▶ **DIRECTIONS**
Carry on the article about the new Air Force One from the point where it stops.
┌─ ARTICLE
The new Air Force One arrives in 2024. Here’s what we know so far.

Let’s take a look at the past, present, and future of the airborne White House.

This article was first published in February, 2019. It has been updated since that time.

Sometime in 2024, if all goes according to plan, the Biden administration should receive a sweet new ride: the future version of Air Force One. The current planes are Boeing 747s, and the next ones will be too, although they will be a new model that is longer and wider (measured by its wingspan) than its predecessor.

Like the White House, Air Force One is a symbol that is supposed to transcend any presidential administration. “It doesn’t represent an individual president,” says Todd Harrison, the director of the Aerospace Security Project at the Center for Strategic and International Studies. “It represents the presidency and the U.S. government.”
└─
┌─ MATERIAL SHOWN
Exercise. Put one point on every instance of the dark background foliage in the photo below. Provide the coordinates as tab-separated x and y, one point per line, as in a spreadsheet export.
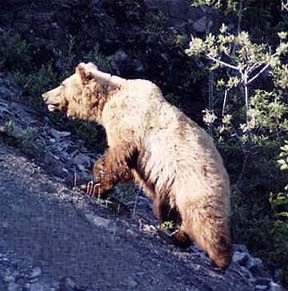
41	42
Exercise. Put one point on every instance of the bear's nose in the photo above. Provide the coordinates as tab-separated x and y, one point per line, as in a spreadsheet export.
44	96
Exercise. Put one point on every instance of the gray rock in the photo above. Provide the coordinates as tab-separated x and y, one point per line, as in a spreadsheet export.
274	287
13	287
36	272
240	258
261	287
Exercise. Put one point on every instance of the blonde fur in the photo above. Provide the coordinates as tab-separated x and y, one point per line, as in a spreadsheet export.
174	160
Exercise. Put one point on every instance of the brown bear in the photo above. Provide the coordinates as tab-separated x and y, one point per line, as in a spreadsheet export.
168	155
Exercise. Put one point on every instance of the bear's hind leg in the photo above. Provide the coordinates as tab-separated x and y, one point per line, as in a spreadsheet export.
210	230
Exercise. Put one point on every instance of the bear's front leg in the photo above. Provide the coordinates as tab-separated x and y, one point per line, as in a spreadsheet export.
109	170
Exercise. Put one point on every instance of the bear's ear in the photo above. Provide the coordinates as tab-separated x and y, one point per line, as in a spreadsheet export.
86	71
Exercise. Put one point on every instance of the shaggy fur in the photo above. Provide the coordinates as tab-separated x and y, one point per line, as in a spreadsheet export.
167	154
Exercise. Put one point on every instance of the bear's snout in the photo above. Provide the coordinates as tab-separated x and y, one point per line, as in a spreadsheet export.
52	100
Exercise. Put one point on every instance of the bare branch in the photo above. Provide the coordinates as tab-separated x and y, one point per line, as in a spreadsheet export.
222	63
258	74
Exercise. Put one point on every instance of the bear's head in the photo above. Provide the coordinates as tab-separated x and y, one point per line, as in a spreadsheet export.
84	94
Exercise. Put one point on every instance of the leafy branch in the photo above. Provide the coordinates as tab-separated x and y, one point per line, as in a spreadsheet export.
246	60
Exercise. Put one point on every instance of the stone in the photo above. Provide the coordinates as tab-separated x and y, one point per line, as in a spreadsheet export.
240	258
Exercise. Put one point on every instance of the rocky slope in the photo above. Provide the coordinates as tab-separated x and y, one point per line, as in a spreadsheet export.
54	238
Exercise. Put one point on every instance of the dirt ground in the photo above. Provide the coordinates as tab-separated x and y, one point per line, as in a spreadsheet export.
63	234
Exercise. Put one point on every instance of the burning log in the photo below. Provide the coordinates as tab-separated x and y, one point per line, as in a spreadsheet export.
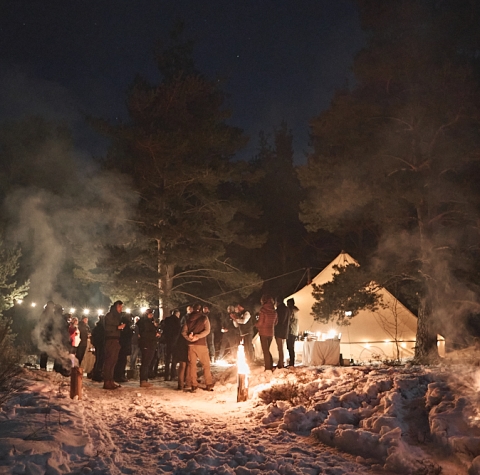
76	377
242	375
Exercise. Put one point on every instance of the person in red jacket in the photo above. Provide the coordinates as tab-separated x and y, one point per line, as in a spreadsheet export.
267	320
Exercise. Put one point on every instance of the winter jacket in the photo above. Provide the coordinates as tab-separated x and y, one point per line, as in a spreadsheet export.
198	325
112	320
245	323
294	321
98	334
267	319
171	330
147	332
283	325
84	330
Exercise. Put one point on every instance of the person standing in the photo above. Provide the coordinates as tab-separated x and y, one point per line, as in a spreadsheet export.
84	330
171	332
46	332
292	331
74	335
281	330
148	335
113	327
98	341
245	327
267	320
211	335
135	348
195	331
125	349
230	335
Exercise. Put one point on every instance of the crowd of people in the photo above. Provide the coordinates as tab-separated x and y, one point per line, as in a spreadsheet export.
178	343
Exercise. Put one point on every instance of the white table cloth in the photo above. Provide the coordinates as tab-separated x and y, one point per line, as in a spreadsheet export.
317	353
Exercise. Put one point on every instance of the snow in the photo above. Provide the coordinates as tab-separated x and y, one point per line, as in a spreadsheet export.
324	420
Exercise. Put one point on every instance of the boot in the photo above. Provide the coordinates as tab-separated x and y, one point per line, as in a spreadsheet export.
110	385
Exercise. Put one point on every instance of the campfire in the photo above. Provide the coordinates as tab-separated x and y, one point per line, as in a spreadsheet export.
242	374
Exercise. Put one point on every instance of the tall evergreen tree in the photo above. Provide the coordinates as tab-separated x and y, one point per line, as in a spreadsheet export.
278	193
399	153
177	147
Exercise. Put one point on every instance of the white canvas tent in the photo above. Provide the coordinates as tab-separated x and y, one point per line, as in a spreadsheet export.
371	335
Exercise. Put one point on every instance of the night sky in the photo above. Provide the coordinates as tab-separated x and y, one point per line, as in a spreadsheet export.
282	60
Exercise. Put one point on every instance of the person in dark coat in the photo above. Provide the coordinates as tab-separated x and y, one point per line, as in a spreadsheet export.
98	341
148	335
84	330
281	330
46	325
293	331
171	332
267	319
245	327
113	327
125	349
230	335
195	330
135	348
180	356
└─
▶ **SOLVED EXERCISE**
Here’s what we know about the next version of Air Force One, which the Air Force calls the VC-25B, and the history of presidential aircraft leading up to the present day.

There used to be tail feathers

Presidents haven’t always flown in a Boeing 747. Kenneth Walsh, author of Air Force One: A History of Presidents and Their Planes, points out that President Truman wanted a distinctive design for his two-prop aircraft, the Independence. “It was painted to look like an eagle,” Walsh says. He notes that it even had “tail feathers.”

The Independence, a former presidential aircraft, on the tarmac.
The Independence. Ken LaRock / U.S. Air Force

Later, President Eisenhower had a four-engine jet, a Boeing 707, which had, Walsh says, a “military style.”

Air Force One
From 1959 to 1962, the presidential plane was a Boeing 707 without the blue and white paint job. Boeing

It wasn’t until the Kennedy administration that the 707 received a blue and white paint job similar to what the current craft has. That’s also when the term “Air Force One” was born.

“They wanted a code name for air traffic control that would never be confused with another plane, and Air Force One seemed to have a certain majesty to it,” Walsh says. That code name, of course, also became the public term.

Kennedy made it into “a presidential plane,” Walsh says. Four-engine 707 jets served as Air Force Ones from 1959 to 1990.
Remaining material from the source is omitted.